Task description
Identical copies of all the records below are needed.

Task input

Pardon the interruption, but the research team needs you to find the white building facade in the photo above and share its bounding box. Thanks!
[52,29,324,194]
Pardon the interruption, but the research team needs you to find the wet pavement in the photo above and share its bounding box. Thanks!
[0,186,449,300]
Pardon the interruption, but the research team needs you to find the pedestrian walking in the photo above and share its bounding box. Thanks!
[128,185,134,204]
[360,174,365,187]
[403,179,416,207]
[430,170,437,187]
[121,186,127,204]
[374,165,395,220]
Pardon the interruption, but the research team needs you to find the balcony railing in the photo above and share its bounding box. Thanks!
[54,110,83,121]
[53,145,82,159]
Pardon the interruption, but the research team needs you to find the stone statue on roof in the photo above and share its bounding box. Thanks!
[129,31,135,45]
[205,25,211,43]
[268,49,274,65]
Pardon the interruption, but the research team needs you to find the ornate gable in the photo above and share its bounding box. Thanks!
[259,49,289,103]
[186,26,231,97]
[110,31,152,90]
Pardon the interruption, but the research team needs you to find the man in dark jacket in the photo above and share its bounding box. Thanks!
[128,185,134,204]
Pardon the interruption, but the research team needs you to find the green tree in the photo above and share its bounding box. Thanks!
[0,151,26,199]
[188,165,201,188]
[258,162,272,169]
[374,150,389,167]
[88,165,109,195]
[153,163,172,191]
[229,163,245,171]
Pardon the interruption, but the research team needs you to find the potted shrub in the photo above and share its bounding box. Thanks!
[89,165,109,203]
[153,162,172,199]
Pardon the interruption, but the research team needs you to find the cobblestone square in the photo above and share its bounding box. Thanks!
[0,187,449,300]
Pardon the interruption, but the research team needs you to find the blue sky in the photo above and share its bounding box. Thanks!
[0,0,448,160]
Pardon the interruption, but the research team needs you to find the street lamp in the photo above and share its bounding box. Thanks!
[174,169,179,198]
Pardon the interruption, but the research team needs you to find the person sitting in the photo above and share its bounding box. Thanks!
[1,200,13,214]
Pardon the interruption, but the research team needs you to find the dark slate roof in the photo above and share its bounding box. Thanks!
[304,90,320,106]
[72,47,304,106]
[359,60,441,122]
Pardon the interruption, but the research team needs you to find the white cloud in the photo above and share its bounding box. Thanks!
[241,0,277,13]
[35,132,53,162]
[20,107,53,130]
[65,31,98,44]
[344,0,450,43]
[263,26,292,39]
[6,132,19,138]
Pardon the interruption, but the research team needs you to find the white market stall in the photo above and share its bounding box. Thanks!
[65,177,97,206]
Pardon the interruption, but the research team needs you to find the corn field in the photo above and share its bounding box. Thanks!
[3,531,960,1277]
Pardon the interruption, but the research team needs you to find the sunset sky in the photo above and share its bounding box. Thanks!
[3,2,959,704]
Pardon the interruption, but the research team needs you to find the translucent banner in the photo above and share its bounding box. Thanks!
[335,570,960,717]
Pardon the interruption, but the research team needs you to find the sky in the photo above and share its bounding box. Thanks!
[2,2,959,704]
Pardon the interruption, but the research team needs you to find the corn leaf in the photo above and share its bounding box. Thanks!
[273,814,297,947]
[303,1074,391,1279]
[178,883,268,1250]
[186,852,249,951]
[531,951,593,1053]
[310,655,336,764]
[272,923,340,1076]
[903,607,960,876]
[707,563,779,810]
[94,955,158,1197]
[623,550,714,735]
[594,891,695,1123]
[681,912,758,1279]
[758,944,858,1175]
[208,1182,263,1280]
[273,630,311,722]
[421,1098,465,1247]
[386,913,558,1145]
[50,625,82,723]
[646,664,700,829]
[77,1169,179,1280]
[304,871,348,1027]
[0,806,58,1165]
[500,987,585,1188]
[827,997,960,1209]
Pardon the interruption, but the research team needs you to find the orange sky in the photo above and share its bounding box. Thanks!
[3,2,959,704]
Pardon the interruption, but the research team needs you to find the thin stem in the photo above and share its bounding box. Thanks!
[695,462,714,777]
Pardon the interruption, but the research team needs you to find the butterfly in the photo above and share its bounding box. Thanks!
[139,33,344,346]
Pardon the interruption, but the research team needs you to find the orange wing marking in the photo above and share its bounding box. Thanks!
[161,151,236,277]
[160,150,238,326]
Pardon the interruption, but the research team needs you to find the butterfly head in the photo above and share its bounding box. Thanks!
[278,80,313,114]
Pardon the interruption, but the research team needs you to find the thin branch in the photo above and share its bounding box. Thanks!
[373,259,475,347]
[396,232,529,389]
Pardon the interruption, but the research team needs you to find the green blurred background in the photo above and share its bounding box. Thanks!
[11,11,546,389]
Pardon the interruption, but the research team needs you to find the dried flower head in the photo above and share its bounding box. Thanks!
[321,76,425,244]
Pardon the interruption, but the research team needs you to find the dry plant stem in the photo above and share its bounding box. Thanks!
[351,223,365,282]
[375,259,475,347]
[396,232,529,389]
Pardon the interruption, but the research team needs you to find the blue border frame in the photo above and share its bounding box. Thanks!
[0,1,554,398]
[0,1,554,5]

Result of this task
Pardon the interruption, but the research team needs you to find the white building facade in the photo above and share its bounding box. Thanks!
[52,29,324,194]
Pardon the interruption, but the research team needs you to find the wet pavement in the photo above and share its bounding box. Thanks!
[0,186,449,300]
Pardon the interruption, but the research team needs you to find the pedestrian walking in the photo above and share its bounding box. Thanks!
[128,185,134,204]
[360,174,365,187]
[403,179,416,207]
[430,170,437,187]
[121,186,127,204]
[374,165,395,220]
Pardon the interruption, but the research team needs you to find the balcony railing in the photo above and share its bounding box. Thanks!
[54,110,83,121]
[53,145,82,159]
Pardon the interruption, but the research team needs you to find the stone statue on roof in the photo above and share its bounding box. Thanks!
[129,31,135,45]
[205,25,211,43]
[268,49,274,65]
Pardon the interruption, but the research team needs you to find the ornate gable in the photo above and share its bounding box. Thanks!
[259,49,289,103]
[186,26,231,97]
[110,31,152,90]
Pardon the interruption, but the research team needs you to find the man in dark jacket in the photo above and share its bounding box. Thanks!
[128,185,134,204]
Pardon the interruption, but the research team needs you to find the green tree in the photo above and share its bounding box. Thanks!
[0,151,26,199]
[188,165,201,188]
[258,162,272,169]
[374,150,389,167]
[88,165,109,195]
[153,163,172,191]
[229,163,245,171]
Pardon the interruption, but the research team needs you to find the potted shrub in the photo above and share its bounding box. Thanks!
[89,165,109,203]
[153,162,172,199]
Pardon the interruption, but the research team needs you to find the cobblestone square in the photo above and share its bounding box. Thanks!
[0,187,449,300]
Pardon the interruption, but the research team needs you to find the blue sky in the photo above and share its bounding box. Thanks!
[0,0,448,160]
Pardon the interruption, but the research team needs you to find the street lamp in the photo above and share its bounding box. Thanks!
[174,169,179,198]
Pardon the interruption, but the research team needs you to find the person sitting in the photo above and share its bounding box. Thanks!
[1,200,13,214]
Pardon the interruption, but the research team needs you to find the dark slate roof in the photo above and share its bounding box. Thanks!
[304,90,320,106]
[72,47,304,106]
[359,60,441,122]
Pardon the interruption, but the research team needs you to find the white cloud in the photo above and share its bounding box. Thanks!
[241,0,277,13]
[35,132,53,162]
[20,107,53,130]
[65,31,98,44]
[344,0,450,43]
[263,26,292,39]
[6,132,19,138]
Pardon the interruption, but the research team needs you to find the white market stall in the photo above and share its bounding box. Thanks!
[65,177,97,206]
Pardon the interruption, but the research team needs you to find the corn field in the photo above and share its bounding box. Thanks!
[3,531,960,1277]
Pardon the interruption, but the research team needs you to find the sunset sky in the photo above and share its bounding box. Thanks!
[3,2,959,704]
Pardon the interruption, but the research team needs you to find the translucent banner in the photo above and share its bounding box. Thanks!
[335,570,960,717]
Pardon the interruption, but the research team needs you to find the sky in the photo above and share its bounding box. Thanks!
[2,2,959,704]
Pardon the interruption, but the research team needs you to find the corn leaf in the photo above and share its bounding box. Thanks!
[273,814,297,947]
[303,1074,391,1279]
[178,883,268,1250]
[186,852,249,951]
[531,951,593,1053]
[310,655,336,764]
[272,923,340,1076]
[903,607,960,876]
[707,563,779,810]
[94,955,158,1197]
[623,550,714,735]
[594,891,695,1123]
[681,912,758,1279]
[758,944,858,1175]
[208,1182,263,1280]
[273,630,311,722]
[421,1098,465,1247]
[386,913,558,1145]
[50,625,82,723]
[646,664,700,829]
[77,1169,179,1280]
[304,871,348,1027]
[0,806,58,1165]
[500,987,585,1188]
[827,997,960,1209]
Pardon the interruption, but the research team needs you to find the orange sky in the photo above and share its bounding box. Thanks!
[3,2,959,704]
Pardon the interruption, but the research team needs you to find the thin stem in the photo above and share its bounding box. Thanks!
[695,462,714,777]
Pardon the interruption, but the research team needs you to find the butterfly in the photo above and share its bounding box. Thanks!
[139,33,344,346]
Pardon the interruption, but the research team needs you to find the orange wing marking in the photo above and share its bounding box. Thanks!
[161,151,236,277]
[160,150,238,326]
Pardon the interruption, but the research team needs you to find the butterfly head in the photo above and share its bounding box. Thanks!
[278,80,313,114]
Pardon the interruption, but the research team needs you to find the thin branch in the photo above and share its bounding box. Thanks!
[373,259,475,347]
[396,232,529,389]
Pardon the interruption, but the research team needs you to find the green blurred background in the photo above and share its bounding box. Thanks!
[11,11,546,389]
Pardon the interruption, but the research team needs you to find the dried flower head in the photo above and share its bounding box. Thanks!
[321,76,425,244]
Pardon the interruption, but the research team needs you to find the dry plant stem in the photo above and share its bounding box. Thanks!
[351,223,365,282]
[375,259,475,347]
[396,232,529,389]
Pardon the interruption, but the research team needs you to find the blue border frame in the photo above and share its bounding box. Thanks!
[0,1,554,398]
[0,1,554,5]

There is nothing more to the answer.